Work to complete ▸ Edit the items below so that every "screenshot" becomes "photo" and nothing else changes. Leave the pictures out of your answer.
======
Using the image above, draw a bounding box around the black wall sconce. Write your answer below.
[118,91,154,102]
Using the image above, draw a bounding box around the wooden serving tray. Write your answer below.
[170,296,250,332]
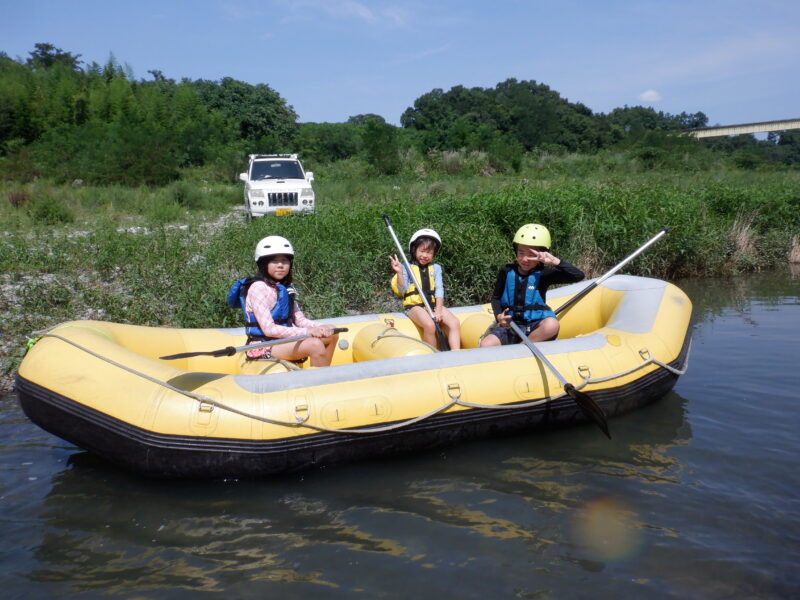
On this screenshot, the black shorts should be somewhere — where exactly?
[486,317,550,346]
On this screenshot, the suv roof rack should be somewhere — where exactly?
[249,154,297,160]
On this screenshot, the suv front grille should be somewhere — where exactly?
[267,192,297,206]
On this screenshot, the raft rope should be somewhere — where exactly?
[34,328,691,434]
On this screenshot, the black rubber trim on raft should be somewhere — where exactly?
[16,336,689,478]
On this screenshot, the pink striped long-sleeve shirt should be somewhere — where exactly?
[245,281,317,358]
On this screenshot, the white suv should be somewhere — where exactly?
[239,154,314,217]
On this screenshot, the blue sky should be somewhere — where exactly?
[0,0,800,125]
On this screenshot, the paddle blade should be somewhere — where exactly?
[564,383,611,439]
[159,346,236,360]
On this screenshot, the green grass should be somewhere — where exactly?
[0,162,800,392]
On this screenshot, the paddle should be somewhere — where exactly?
[508,320,611,439]
[381,215,450,350]
[159,327,347,360]
[554,228,669,315]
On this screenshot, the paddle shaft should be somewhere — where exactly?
[508,321,611,439]
[554,228,669,315]
[508,320,569,386]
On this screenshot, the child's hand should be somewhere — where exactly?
[389,254,403,275]
[496,308,511,327]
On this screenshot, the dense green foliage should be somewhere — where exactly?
[0,164,800,390]
[0,44,297,185]
[0,44,800,186]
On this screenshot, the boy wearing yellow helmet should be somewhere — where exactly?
[481,223,584,347]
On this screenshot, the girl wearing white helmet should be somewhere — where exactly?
[481,223,584,347]
[389,229,461,350]
[228,235,339,367]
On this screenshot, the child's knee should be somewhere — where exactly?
[539,317,561,337]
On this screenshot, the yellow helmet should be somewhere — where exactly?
[514,223,550,250]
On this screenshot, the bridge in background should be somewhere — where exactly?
[685,119,800,138]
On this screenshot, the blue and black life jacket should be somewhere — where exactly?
[500,266,556,323]
[228,277,295,343]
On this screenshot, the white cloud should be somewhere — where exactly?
[274,0,409,27]
[639,90,661,104]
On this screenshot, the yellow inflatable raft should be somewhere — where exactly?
[16,276,691,477]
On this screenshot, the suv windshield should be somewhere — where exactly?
[250,160,303,181]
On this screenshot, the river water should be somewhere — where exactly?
[0,270,800,600]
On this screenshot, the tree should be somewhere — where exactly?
[26,43,82,71]
[362,119,400,175]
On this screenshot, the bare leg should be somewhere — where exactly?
[528,317,561,342]
[408,306,436,348]
[442,308,461,350]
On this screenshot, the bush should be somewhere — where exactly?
[29,197,75,225]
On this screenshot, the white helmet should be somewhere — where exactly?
[255,235,294,262]
[408,229,442,252]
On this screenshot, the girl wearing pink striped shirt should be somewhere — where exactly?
[243,235,339,367]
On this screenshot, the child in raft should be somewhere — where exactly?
[229,235,339,367]
[480,223,584,347]
[389,229,461,350]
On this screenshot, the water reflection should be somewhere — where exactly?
[29,393,691,594]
======
Answer for this exercise ▸
Using the image above, draw a bounding box around the black wall sconce. Write your answer below.
[118,91,154,102]
Using the image above, draw a bounding box around the wooden serving tray. Write your answer below.
[170,296,250,332]
On this photo, the black shorts should be somewhere — where exactly?
[486,317,550,346]
On this photo, the suv roof rack should be somewhere — where exactly?
[249,154,297,160]
On this photo, the suv front grille should be somewhere — where exactly?
[267,192,297,206]
On this photo, the raft rope should be somewhere — where exactly?
[34,328,691,434]
On this photo, the black rubber trim on raft should be somewhere — where exactly?
[16,336,689,478]
On this photo, the pink striped long-sleeve shirt should be somewhere — where exactly?
[245,281,317,358]
On this photo, the white suv should be somewhere — where exactly?
[239,154,314,217]
On this photo, the blue sky should be somewhere — where exactly?
[0,0,800,125]
On this photo, the paddle blade should be somewhere — where exactly?
[564,383,611,439]
[159,346,236,360]
On this photo, the green grass should be somewhere — where exactly?
[0,162,800,392]
On this photo, the paddle should be somewhere — where exactly?
[508,320,611,439]
[381,215,450,350]
[159,327,347,360]
[554,228,669,315]
On this photo, the paddle shaft should be somewhere — where exactly?
[508,321,611,439]
[554,228,669,315]
[508,320,569,386]
On this photo, the child's hand should be somewhere — where exactly?
[389,254,403,275]
[496,308,511,327]
On this photo, the dense green foliage should be somewhere — where exactly?
[0,164,800,390]
[0,44,297,185]
[0,44,800,186]
On this photo, the boy wearing yellow helmet should be somewhere — where exactly?
[481,223,584,347]
On this photo, the girl wearing white helmet should be somewhere — where exactly?
[481,223,584,347]
[389,229,461,350]
[228,235,339,367]
On this photo, the child's knee should be somewhere — where exactly?
[539,317,561,337]
On this photo, the yellow helmet should be somewhere — where exactly?
[514,223,550,250]
On this photo, the bridge in background should be somewhere — where exactly?
[685,119,800,138]
On this photo, the blue and black life jacket should be somewhere — where exactly?
[500,266,556,323]
[228,277,295,343]
On this photo, the white cloud should be somewhere — where exactly?
[274,0,409,27]
[639,90,661,104]
On this photo, the yellow inflatable raft should be somewhere — where exactly?
[16,276,691,477]
On this photo, the suv windshield should be somewhere — where exactly?
[250,160,303,181]
On this photo, the river water should be somewhere — where exactly?
[0,270,800,600]
On this photo, the tree should be somewhere — where exactly?
[26,43,82,71]
[362,119,400,175]
On this photo, the bare leg should be somewhere — where exactly?
[528,317,561,342]
[408,306,436,348]
[442,308,461,350]
On this photo, the bush should be somewhere — where exactly?
[29,197,75,225]
On this photo, the white helmet should be somewhere — where exactly?
[255,235,294,262]
[408,229,442,252]
On this photo, the girl wearing pink striped shirt should be somewhere — where exactly?
[243,235,339,367]
On this photo, the child in raft should be somewhere — where exactly?
[229,235,339,367]
[480,223,584,347]
[389,229,461,350]
On this photo, the water reflection should be somewhere — where exactly?
[29,393,691,594]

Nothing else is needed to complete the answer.